— start of Dataset excerpts —
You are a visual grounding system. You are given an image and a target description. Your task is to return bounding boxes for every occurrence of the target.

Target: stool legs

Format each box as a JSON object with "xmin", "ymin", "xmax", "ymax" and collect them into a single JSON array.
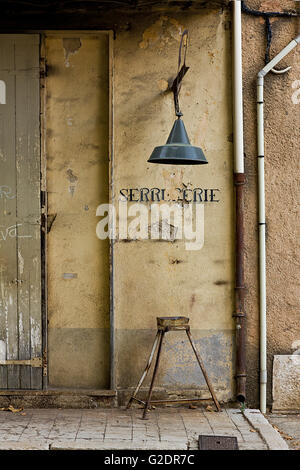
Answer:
[
  {"xmin": 186, "ymin": 329, "xmax": 221, "ymax": 411},
  {"xmin": 143, "ymin": 330, "xmax": 165, "ymax": 419},
  {"xmin": 126, "ymin": 331, "xmax": 160, "ymax": 409}
]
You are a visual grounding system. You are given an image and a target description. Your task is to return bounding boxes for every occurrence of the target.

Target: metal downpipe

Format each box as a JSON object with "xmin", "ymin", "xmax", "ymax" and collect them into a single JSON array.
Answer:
[{"xmin": 232, "ymin": 2, "xmax": 246, "ymax": 403}]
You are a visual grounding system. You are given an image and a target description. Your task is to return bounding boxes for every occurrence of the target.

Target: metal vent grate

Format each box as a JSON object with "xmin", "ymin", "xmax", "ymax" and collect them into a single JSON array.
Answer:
[{"xmin": 199, "ymin": 435, "xmax": 239, "ymax": 450}]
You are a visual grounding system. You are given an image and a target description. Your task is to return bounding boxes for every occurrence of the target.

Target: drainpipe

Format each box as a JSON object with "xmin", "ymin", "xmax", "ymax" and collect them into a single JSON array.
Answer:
[
  {"xmin": 232, "ymin": 1, "xmax": 246, "ymax": 403},
  {"xmin": 256, "ymin": 35, "xmax": 300, "ymax": 413}
]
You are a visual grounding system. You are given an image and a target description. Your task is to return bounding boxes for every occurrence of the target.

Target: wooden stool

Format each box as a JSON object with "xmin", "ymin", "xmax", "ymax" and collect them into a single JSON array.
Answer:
[{"xmin": 126, "ymin": 317, "xmax": 221, "ymax": 419}]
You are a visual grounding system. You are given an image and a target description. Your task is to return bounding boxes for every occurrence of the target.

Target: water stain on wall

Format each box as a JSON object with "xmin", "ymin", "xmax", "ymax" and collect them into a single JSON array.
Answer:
[
  {"xmin": 139, "ymin": 16, "xmax": 184, "ymax": 51},
  {"xmin": 62, "ymin": 38, "xmax": 81, "ymax": 67}
]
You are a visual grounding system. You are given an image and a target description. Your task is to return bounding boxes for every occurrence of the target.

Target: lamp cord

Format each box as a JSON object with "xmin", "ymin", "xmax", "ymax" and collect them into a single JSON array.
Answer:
[{"xmin": 171, "ymin": 29, "xmax": 189, "ymax": 118}]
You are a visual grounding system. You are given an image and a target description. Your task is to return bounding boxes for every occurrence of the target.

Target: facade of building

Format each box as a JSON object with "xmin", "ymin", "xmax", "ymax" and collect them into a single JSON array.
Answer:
[{"xmin": 0, "ymin": 0, "xmax": 300, "ymax": 406}]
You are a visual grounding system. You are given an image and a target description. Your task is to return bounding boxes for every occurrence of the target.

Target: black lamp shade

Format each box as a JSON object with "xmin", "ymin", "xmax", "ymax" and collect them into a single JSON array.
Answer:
[{"xmin": 148, "ymin": 118, "xmax": 208, "ymax": 165}]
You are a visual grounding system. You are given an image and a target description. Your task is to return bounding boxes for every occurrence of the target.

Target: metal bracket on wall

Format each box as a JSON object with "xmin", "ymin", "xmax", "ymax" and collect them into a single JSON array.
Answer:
[{"xmin": 0, "ymin": 357, "xmax": 43, "ymax": 367}]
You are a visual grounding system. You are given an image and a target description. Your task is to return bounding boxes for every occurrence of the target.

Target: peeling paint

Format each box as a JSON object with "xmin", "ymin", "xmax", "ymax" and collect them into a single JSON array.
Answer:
[
  {"xmin": 18, "ymin": 250, "xmax": 24, "ymax": 274},
  {"xmin": 139, "ymin": 16, "xmax": 184, "ymax": 50},
  {"xmin": 62, "ymin": 38, "xmax": 81, "ymax": 67}
]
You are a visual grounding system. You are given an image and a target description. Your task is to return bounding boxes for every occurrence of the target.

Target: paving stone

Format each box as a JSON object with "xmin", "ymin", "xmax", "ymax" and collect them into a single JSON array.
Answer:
[
  {"xmin": 0, "ymin": 441, "xmax": 49, "ymax": 450},
  {"xmin": 50, "ymin": 441, "xmax": 187, "ymax": 450}
]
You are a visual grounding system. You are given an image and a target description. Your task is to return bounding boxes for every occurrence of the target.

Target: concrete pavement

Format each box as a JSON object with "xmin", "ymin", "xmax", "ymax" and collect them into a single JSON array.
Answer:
[{"xmin": 0, "ymin": 407, "xmax": 288, "ymax": 450}]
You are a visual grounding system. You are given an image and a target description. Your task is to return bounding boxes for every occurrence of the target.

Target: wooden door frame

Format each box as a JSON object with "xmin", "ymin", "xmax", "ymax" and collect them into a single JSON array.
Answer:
[{"xmin": 1, "ymin": 29, "xmax": 116, "ymax": 393}]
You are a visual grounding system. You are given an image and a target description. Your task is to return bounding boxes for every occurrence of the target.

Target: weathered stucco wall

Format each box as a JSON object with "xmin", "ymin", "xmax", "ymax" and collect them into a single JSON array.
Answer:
[
  {"xmin": 113, "ymin": 10, "xmax": 234, "ymax": 399},
  {"xmin": 243, "ymin": 0, "xmax": 300, "ymax": 406},
  {"xmin": 45, "ymin": 33, "xmax": 110, "ymax": 389}
]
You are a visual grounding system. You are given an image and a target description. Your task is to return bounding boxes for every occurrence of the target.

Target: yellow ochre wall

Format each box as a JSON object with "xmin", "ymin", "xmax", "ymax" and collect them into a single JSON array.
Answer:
[
  {"xmin": 45, "ymin": 33, "xmax": 110, "ymax": 388},
  {"xmin": 42, "ymin": 9, "xmax": 234, "ymax": 400},
  {"xmin": 113, "ymin": 10, "xmax": 234, "ymax": 400}
]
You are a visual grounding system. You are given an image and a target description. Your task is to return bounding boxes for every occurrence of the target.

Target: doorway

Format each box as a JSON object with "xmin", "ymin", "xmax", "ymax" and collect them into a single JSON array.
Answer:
[{"xmin": 44, "ymin": 32, "xmax": 110, "ymax": 389}]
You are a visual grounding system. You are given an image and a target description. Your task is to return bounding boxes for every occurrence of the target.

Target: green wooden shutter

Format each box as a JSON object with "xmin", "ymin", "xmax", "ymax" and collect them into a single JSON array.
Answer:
[{"xmin": 0, "ymin": 34, "xmax": 42, "ymax": 389}]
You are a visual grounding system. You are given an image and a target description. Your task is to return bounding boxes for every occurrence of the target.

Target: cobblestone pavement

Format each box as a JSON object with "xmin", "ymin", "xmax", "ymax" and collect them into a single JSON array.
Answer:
[
  {"xmin": 0, "ymin": 407, "xmax": 286, "ymax": 450},
  {"xmin": 267, "ymin": 413, "xmax": 300, "ymax": 450}
]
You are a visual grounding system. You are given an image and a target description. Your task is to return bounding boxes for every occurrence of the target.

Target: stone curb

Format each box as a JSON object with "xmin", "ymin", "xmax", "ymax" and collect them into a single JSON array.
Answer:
[{"xmin": 242, "ymin": 409, "xmax": 289, "ymax": 450}]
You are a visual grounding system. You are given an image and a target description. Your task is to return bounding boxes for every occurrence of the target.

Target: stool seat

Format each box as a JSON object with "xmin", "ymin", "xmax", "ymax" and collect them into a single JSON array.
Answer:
[
  {"xmin": 127, "ymin": 317, "xmax": 221, "ymax": 419},
  {"xmin": 156, "ymin": 317, "xmax": 190, "ymax": 328}
]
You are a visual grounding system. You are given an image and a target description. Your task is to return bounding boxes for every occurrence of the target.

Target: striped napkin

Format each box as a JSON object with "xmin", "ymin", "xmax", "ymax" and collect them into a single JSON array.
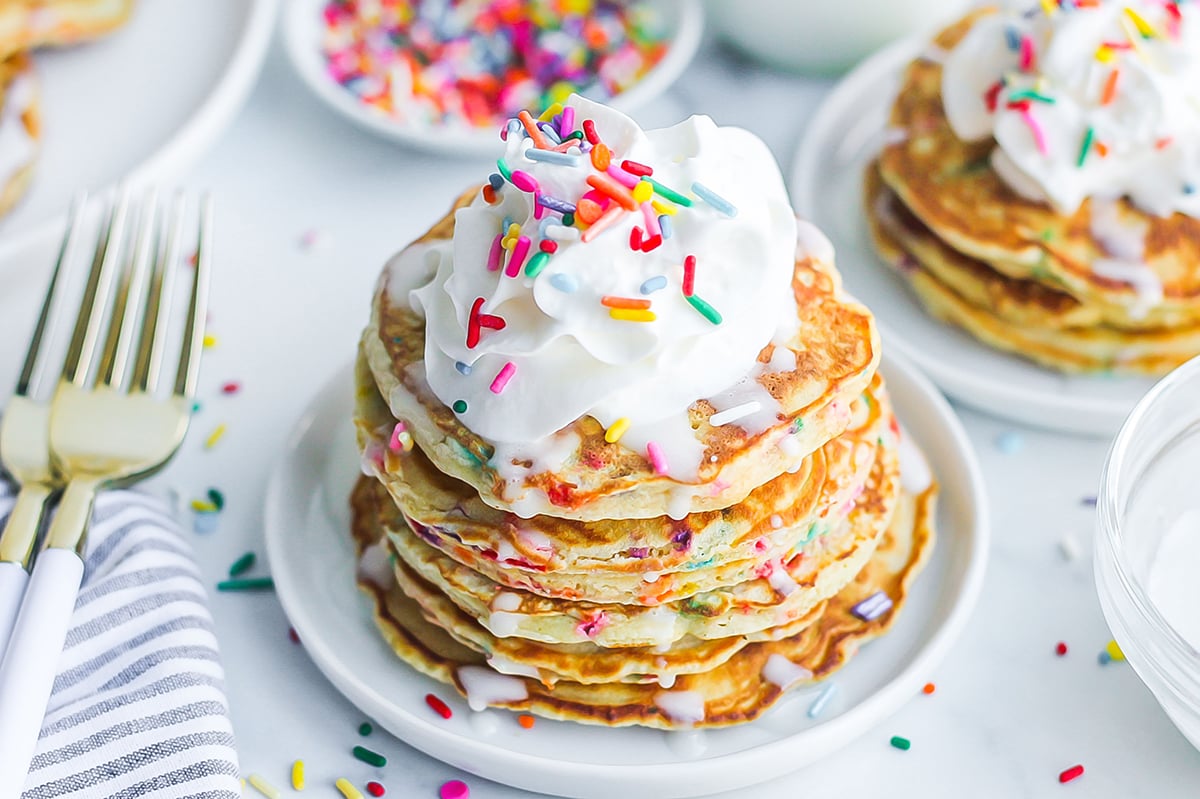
— end of Dataset excerpts —
Switch "visual grounding system" to "object detector" in the lines starting at the beginning of the records and ending at the line containing "Target: stool legs", including that line. Give back only those lines, with everything else unchanged.

You are a object detector. You are given an image and a target description. Your task is to return bounding boxes for every occurrence of the target.

Target: stool legs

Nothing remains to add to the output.